TASKS FOR THIS EXERCISE ▸
[1] In the prior-analysis excerpt, which MCMC sampler is used?
[2] Print the prior-analysis excerpt starting at "As a side, this" and ending at "of the Jacobian.".

As a side, this exercise forced me to look at the Jacobian, I needed it to transform a density to the other scale. For this yacas came in handy, it has been a while since I differentiated by hand.

Analysis of prior

In general, I will try to give both the distribution according to a MCMC sampler (black lines) and an analytical solution (green line). The MCMC sampler used is LaplacesDemon, since it is fully in R it allows reusing analytical code and easy adding of the Jacobian.
As a side, in many of the plots I made the smoothing bandwidth a bit smaller, so some of the details could be captured.

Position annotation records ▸
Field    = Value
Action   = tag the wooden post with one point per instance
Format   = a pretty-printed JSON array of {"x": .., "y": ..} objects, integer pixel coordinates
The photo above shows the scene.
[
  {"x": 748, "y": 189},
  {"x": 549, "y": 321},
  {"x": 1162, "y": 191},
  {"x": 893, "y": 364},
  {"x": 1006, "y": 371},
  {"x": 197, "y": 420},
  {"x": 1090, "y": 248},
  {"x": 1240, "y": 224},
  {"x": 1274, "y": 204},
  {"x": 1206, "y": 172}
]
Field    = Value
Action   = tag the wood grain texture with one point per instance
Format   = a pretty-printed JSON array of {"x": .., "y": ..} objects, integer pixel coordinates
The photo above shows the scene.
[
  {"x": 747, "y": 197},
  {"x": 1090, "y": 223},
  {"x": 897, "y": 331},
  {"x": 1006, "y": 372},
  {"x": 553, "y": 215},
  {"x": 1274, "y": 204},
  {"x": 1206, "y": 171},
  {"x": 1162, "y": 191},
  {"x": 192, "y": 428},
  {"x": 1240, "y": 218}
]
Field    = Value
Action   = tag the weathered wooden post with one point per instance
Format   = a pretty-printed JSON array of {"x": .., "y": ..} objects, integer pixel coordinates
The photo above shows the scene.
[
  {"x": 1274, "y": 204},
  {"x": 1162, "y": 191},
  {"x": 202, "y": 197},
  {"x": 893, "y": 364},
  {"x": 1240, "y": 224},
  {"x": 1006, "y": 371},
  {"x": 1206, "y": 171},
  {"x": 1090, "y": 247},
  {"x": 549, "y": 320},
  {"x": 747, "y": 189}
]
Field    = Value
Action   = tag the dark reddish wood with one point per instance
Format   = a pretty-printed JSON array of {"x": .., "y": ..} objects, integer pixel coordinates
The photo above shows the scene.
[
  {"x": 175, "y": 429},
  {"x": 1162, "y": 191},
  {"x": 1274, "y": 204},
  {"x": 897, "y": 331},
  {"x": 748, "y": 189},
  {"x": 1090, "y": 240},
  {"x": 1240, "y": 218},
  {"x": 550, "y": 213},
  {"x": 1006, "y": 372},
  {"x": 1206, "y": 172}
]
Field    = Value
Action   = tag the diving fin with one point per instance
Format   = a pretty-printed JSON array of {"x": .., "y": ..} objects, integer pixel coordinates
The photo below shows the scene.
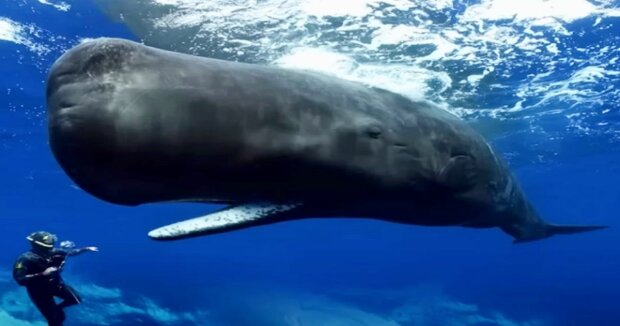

TASK RESULTS ▸
[1] LaplacesDemon

[2]
As a side, this exercise forced me to look at the Jacobian, I needed it to transform a density to the other scale. For this yacas came in handy, it has been a while since I differentiated by hand.

Analysis of prior

In general, I will try to give both the distribution according to a MCMC sampler (black lines) and an analytical solution (green line). The MCMC sampler used is LaplacesDemon, since it is fully in R it allows reusing analytical code and easy adding of the Jacobian.